* EXCERPTED PASSAGE *
++++++++++++++++++++

A lot of eyes are looking the other way. Before the Hummer was revealed, even a rival coach thought LeBron so exceptional, the compliance police needn't fuss. "Unless there was something blatant that occurred, I think he should be able to play basketball in the state of Ohio," Archbishop Hoban coach T.K. Griffith said.

The Hummer might be that blatant.

When the news hit, Clair Muscaro, the OHSAA commissioner, said he was "concerned" about an NBA star's ride in a high school player's driveway. "We just may call and see what they can tell us about it," he said last week, sounding as if he had just woken from a long nap.

Adult guilt may explain why LeBron's eligibility hasn't undergone a rigorous inspection: Everyone is making money off the kid. St. Vincent-St. Mary is commanding five-figure guarantees and pay-per-view audiences. The OHSAA has in the past moved SVSM tournament games to larger venues (in the name of shorter travel, of course). James's felon of a surrogate father and Stow's athletic director recently dickered over a rim that was broken after a scrimmage; they recognized the sum such a memento could fetch at auction.

It does seem silly to punish James for opening his presents before Christmas, especially when promoters for some games are charging $35 to see the Irish play. What's harder to accept, though, is how the OHSAA can be such a stickler when cash registers aren't ringing.

In the spring of 1999, Hudson baseball player Jeff Panhorst broke his neck and damaged his spinal cord in a car accident. He lay in a coma for almost a month, and when he woke up, his left side was paralyzed. He hoped to pitch in 2001, almost two years removed from the accident. But his chances of playing competitive baseball "would have been marginal, even then," says his coach, Chuck Schilling.

++++++++++++++++++++

* MATERIAL PROVIDED *
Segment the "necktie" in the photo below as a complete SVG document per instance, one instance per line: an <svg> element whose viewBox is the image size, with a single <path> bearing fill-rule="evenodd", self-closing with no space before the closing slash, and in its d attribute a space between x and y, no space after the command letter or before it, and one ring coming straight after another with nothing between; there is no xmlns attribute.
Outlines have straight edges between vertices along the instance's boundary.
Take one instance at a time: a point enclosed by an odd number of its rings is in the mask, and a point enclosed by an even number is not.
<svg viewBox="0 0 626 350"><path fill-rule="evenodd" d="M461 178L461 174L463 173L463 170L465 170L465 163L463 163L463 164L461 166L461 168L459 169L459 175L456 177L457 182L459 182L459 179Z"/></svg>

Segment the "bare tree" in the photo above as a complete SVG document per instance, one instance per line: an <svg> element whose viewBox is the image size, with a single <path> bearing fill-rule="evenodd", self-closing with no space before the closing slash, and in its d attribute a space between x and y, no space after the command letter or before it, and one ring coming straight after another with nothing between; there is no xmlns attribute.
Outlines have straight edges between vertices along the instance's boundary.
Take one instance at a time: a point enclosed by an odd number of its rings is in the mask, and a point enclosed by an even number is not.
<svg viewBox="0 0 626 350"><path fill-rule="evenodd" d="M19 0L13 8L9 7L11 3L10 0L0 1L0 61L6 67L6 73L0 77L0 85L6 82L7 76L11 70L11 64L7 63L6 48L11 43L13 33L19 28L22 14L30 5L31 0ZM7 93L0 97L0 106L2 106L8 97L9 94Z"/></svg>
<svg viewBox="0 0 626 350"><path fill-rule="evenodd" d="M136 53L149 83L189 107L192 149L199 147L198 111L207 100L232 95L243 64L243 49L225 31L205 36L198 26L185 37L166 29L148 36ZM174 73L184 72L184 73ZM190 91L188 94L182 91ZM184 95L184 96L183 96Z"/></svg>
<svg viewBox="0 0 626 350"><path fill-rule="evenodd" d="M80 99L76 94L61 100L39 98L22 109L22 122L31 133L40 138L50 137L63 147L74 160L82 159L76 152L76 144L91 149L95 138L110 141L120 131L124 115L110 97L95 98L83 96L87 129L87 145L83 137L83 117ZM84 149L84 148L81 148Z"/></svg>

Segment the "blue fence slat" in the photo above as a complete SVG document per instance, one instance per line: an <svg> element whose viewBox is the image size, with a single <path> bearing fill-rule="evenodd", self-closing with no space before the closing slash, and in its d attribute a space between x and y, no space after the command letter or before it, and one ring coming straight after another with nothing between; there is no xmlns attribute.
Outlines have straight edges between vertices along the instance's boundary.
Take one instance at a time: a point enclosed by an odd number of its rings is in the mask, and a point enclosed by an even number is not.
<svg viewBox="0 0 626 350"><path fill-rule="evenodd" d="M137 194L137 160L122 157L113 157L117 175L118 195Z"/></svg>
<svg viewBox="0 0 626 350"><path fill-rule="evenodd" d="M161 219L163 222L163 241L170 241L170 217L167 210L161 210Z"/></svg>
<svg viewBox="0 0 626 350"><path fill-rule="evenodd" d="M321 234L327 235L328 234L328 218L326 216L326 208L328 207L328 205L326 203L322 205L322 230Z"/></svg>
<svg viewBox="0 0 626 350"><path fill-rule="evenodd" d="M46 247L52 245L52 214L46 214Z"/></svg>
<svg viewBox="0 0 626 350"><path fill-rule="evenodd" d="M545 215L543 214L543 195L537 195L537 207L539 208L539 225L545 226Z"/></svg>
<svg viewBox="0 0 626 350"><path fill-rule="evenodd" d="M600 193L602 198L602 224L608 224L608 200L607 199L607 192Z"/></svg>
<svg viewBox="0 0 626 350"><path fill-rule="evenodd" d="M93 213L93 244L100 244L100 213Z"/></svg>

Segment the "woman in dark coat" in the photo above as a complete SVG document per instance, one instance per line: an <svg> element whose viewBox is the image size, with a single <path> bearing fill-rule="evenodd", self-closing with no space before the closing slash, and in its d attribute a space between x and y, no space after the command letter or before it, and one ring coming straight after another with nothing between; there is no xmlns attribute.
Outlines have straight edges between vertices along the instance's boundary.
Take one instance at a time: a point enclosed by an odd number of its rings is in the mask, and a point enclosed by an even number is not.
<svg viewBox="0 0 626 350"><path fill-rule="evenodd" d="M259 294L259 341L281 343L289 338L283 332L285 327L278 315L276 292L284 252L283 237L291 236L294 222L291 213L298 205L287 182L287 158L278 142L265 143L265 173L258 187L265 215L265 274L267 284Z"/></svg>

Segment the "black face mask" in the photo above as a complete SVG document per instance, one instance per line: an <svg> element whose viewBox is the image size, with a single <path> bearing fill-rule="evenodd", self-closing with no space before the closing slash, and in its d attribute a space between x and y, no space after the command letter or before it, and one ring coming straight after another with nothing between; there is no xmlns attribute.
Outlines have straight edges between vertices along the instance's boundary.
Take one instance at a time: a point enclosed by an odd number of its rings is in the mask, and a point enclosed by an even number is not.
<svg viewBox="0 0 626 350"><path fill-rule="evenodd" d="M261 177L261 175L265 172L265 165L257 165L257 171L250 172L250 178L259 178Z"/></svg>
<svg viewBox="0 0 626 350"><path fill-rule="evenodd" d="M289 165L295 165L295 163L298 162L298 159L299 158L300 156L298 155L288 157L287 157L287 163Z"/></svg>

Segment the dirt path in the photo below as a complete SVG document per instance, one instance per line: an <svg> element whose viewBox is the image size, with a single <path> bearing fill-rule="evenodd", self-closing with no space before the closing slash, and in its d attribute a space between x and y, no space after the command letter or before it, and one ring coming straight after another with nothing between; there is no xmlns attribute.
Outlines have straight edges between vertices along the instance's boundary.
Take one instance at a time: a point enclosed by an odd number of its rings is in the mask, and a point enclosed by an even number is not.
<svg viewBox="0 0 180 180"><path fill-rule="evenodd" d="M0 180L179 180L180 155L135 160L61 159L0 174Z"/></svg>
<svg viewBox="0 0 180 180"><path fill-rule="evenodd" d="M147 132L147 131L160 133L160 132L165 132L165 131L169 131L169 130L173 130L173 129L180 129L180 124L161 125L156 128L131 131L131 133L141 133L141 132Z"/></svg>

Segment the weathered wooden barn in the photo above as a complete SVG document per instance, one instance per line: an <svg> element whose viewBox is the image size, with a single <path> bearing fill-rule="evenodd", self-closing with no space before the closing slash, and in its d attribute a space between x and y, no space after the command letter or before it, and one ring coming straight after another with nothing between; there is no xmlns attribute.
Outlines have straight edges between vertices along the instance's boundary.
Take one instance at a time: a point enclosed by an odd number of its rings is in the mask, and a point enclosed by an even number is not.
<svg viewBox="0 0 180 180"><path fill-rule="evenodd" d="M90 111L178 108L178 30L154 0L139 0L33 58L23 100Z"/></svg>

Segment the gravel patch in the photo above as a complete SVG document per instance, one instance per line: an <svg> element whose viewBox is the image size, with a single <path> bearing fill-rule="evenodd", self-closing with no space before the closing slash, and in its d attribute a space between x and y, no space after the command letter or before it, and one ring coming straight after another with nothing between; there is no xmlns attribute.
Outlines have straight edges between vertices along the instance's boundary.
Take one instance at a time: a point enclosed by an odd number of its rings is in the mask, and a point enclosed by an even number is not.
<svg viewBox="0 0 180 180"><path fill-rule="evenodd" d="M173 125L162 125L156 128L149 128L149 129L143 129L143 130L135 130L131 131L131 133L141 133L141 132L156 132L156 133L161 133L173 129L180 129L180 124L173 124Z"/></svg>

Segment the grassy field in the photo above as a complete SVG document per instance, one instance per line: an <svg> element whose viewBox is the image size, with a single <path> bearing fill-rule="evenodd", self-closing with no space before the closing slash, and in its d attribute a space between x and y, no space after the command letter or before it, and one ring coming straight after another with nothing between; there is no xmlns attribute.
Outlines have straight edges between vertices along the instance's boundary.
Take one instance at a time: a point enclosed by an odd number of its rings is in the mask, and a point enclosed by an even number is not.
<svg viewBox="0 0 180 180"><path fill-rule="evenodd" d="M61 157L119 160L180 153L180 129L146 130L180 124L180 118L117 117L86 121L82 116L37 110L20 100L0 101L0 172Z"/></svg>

++++++++++++++++++++

* USING THE INFORMATION *
**a.** List every person the passage on LeBron's eligibility names.
**b.** Echo the passage on LeBron's eligibility word for word, from "Adult guilt may" to "fetch at auction.".

* RESPONSES BY TASK *
**a.**
LeBron James
T.K. Griffith
Clair Muscaro
Jeff Panhorst
Chuck Schilling

**b.**
Adult guilt may explain why LeBron's eligibility hasn't undergone a rigorous inspection: Everyone is making money off the kid. St. Vincent-St. Mary is commanding five-figure guarantees and pay-per-view audiences. The OHSAA has in the past moved SVSM tournament games to larger venues (in the name of shorter travel, of course). James's felon of a surrogate father and Stow's athletic director recently dickered over a rim that was broken after a scrimmage; they recognized the sum such a memento could fetch at auction.